_Document extract_

— BEGIN —

Let's create a Docker network to connect our database and Odoo.

 docker network create --driver bridge unkkuri-odoo-nw

Database container

Fist we create a container for our database. Let's create a volume to persist database:

docker volume create --name unkkuri-db-data

Next let's create and run the database container. Note that we use the PostgreSQL version 10. I don't yet recommend using this Postgres version for production workloads at the moment (January 2018).

docker run -d --name unkkuri-db  \
--env POSTGRES_USER=odoo --env POSTGRES_PASSWORD=unkkuri-secret-pw \
--network=unkkuri-odoo-nw --mount source=unkkuri-db-data,target=/var/lib/postgresql/data \
Tip: If you are using Linux or Mac, use character \ at the end of the lines to continue command on the next line.
If you are using Windows PowerShell, use character ` at the end of the line.
If you are using Windows Command Line, use character ^ at the end of the line.
p.s. Don't ask why all the environments are different...

You can check that Postgres started successfully by viewing the container logs:
docker logs unkkuri-db

You should see something like this in the end of the log:

2018-01-07 17:14:47.340 UTC [1] LOG: database system is ready to accept connections

Now we have the database running. That was easy! 

Next Odoo container

Then it is time to start Odoo. We will do it the same way so that we have separate persistent storage.

— END —

_Data lines_

— BEGIN —

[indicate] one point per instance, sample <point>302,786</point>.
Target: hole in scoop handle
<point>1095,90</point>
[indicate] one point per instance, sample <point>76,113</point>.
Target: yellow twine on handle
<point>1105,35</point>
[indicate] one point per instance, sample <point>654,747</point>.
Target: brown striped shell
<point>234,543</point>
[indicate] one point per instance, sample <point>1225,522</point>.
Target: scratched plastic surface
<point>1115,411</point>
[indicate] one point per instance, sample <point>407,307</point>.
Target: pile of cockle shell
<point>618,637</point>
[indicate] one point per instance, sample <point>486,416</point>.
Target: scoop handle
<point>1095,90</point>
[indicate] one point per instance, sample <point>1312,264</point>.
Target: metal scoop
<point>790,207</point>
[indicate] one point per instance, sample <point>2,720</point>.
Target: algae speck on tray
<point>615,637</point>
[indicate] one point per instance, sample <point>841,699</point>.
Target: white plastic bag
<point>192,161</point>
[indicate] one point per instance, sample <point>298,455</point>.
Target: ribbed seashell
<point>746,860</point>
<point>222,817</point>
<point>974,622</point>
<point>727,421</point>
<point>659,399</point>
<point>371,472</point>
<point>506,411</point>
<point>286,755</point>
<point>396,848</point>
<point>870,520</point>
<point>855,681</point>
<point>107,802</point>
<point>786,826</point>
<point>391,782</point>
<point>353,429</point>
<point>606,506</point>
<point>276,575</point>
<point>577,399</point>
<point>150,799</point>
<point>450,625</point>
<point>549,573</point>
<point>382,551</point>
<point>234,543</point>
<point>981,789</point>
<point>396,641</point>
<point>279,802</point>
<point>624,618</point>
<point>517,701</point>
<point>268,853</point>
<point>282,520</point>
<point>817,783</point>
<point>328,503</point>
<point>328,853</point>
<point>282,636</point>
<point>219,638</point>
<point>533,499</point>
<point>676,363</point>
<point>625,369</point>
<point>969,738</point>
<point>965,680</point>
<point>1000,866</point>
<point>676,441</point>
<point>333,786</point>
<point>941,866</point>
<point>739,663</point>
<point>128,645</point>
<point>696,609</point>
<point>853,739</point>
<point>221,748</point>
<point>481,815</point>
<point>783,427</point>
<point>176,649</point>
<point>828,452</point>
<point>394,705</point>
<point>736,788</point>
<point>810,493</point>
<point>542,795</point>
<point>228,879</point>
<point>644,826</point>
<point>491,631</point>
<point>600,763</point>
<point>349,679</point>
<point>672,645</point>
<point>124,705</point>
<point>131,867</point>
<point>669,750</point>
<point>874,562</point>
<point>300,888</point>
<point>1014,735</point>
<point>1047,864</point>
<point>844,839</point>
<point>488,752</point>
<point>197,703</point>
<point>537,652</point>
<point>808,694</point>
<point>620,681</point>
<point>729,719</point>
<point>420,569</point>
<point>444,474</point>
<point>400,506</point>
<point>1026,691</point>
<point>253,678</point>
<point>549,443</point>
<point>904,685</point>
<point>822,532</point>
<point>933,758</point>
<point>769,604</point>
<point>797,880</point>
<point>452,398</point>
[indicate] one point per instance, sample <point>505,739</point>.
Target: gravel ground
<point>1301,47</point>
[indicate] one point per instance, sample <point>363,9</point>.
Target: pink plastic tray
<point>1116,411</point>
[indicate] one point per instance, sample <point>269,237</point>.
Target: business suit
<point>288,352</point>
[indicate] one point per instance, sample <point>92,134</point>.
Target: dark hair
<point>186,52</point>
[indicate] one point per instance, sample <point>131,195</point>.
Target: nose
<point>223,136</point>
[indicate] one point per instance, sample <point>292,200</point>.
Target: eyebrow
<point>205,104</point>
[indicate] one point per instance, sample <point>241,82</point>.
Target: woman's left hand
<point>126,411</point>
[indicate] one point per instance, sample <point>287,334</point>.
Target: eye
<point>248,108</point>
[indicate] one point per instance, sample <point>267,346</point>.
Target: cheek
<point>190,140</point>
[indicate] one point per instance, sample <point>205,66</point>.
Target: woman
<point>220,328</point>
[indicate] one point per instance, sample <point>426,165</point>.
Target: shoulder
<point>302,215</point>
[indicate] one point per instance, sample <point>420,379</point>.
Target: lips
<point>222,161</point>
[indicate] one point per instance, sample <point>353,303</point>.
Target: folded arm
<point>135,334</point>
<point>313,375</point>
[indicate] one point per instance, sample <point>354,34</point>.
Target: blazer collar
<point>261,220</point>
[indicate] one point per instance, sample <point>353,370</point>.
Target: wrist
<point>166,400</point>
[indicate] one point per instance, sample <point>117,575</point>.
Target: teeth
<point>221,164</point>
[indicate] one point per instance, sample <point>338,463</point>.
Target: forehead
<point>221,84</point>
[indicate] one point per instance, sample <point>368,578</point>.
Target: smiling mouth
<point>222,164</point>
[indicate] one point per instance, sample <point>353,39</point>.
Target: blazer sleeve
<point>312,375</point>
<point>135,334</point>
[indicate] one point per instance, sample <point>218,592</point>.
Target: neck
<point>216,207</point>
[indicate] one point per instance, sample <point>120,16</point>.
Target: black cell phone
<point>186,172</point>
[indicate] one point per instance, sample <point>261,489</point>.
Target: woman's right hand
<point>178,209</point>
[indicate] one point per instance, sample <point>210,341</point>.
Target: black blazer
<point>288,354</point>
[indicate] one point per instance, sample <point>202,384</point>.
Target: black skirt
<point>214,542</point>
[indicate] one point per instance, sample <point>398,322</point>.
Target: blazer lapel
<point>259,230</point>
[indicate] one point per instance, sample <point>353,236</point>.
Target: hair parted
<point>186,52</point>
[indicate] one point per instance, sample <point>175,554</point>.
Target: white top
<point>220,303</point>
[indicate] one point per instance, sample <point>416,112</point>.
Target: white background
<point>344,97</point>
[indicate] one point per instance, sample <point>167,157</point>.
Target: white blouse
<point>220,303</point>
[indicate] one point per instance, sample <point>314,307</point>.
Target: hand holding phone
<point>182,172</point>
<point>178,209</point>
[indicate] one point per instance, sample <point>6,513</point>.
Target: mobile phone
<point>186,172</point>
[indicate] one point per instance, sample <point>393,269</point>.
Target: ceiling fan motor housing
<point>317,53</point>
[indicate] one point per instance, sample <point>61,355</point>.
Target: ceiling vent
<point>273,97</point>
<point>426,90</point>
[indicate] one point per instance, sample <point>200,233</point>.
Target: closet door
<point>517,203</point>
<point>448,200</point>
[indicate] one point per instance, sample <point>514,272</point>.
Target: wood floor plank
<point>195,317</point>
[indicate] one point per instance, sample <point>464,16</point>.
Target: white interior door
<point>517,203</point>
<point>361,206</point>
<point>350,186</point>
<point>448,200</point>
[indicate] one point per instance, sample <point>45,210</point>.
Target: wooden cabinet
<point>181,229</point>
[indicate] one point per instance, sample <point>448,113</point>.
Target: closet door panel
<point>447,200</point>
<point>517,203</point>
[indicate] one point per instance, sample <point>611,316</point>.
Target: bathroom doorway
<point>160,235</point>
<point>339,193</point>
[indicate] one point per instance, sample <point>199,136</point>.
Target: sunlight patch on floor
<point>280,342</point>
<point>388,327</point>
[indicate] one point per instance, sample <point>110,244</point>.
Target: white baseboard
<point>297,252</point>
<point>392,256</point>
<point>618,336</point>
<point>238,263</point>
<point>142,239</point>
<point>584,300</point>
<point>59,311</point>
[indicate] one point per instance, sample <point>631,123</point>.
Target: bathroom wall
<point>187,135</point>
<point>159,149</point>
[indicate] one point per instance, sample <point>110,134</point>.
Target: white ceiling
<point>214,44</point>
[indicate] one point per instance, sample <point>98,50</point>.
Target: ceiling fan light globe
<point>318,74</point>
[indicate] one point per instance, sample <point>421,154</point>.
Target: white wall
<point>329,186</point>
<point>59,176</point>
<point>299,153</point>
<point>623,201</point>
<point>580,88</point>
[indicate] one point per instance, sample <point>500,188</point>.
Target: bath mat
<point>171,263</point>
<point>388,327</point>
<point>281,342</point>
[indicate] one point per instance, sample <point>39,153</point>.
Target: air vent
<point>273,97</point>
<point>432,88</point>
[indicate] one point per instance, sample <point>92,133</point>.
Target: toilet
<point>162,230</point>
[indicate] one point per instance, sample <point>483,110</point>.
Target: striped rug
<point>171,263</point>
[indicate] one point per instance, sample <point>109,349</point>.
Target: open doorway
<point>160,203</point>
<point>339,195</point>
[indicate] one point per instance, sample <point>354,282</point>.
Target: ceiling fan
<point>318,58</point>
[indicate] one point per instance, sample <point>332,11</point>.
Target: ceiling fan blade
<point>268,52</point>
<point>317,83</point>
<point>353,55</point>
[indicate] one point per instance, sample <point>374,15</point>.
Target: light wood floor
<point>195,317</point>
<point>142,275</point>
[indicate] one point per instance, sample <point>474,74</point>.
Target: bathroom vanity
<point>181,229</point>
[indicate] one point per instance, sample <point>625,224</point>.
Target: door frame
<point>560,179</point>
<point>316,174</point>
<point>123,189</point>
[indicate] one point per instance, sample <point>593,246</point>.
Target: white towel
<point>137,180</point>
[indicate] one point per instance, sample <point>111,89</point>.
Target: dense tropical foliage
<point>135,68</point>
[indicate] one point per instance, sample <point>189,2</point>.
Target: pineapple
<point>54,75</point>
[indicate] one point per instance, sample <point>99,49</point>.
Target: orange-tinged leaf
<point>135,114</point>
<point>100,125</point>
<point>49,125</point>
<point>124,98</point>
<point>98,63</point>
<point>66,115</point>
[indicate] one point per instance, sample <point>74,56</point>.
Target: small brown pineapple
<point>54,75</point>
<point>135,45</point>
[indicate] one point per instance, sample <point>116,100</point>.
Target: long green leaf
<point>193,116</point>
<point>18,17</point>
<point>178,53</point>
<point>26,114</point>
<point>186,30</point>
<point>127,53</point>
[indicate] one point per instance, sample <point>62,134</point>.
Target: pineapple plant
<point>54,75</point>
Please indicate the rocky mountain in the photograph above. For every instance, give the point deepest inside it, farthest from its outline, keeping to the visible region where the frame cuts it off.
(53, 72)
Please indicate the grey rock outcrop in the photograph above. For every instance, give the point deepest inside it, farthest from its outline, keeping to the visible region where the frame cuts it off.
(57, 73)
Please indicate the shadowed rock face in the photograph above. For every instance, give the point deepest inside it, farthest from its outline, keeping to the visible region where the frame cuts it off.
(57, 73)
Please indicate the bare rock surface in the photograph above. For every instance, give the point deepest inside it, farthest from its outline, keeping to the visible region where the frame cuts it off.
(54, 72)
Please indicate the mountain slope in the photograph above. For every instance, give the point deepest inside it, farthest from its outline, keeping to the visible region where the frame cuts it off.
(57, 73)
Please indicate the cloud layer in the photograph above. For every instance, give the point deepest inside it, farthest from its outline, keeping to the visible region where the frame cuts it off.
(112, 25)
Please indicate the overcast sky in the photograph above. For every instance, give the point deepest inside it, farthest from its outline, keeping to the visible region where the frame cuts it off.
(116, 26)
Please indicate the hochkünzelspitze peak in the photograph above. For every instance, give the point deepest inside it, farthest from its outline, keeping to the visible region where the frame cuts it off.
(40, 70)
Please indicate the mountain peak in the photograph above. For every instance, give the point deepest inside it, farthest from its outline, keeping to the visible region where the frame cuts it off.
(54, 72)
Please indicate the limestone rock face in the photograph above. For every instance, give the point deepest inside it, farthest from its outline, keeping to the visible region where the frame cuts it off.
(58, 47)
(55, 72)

— END —

_Problem to work on_
Can you carry on the Odoo-on-Docker tutorial from its final sentence and write the part that comes next?

_Response to this task_
docker volume create --name unkkuri-odoo-data
docker volume create --name unkkuri-odoo-extra-addons

And run Odoo:

docker run -d --name unkkuri-odoo --link unkkuri-db:db -p 8069:8069 \
--network unkkuri-odoo-nw \
--mount source=unkkuri-odoo-data,target=/var/lib/odoo \
--mount source=unkkuri-odoo-extra-addons,target=/mnt/extra-addons \
--env POSTGRES_PASSWORD=unkkuri-secret-pw \

Some explanation of the parameters:

  • Parameter --mount is used to connect Docker persistent volumes to the container. It is recommended to use the mount and not the old --volume (-v) switch.

  • Parameter -p is used to publish port from container. We publish the port 8069 that is exposed from the Odoo image.

  • Parameter --env is used to set environment variables in the container. We set PostgreSQL password to the same we used in the database container.

The Odoo container image used here is veivaa/odoo:11.0. It is Odoo version 11.0 latest nightly build from You can also use the official Odoo container image library/odoo:11.0.

Let's check the logs to make sure everything is running:

docker logs unkkuri-odoo

You should see the Odoo logs and in the end you should see these lines:

2018-01-07 17:16:46,578 1 INFO ? odoo: Odoo version 11.0-20171030
2018-01-07 17:16:46,579 1 INFO ? odoo: Using configuration file at /etc/odoo/odoo.conf
2018-01-07 17:16:46,579 1 INFO ? odoo: addons paths: ['/var/lib/odoo/addons/11.0', '/mnt/extra-addons', '/usr/lib/python3/dist-packages/odoo/addons']
2018-01-07 17:16:46,579 1 INFO ? odoo: database: odoo@db:5432
2018-01-07 17:16:46,591 1 INFO ? odoo.service.server: HTTP service (werkzeug) running on
2018-01-07 17:16:46,743 1 INFO ? Will use the Wkhtmltopdf binary at /usr/local/bin/wkhtmltopdf
Odoo CMS- Sample image floating

Now we have Odoo running in a Docker container. It's time to Odoo!

Time to Odoo

We published Odoo web service in port 8069 so you can navigate to http://localhost:8069. If you use Docker in virtual machine you have to change localhost to the ip-address of your Docker virtual machine, e.g.

Odoo starts with a welcome page and you are able to create your Odoo database. The creation takes less than a minute. After that you can install apps and start using Odoo. 

After you create the database, remember to change the master password if your Odoo web pages are accessible to other users.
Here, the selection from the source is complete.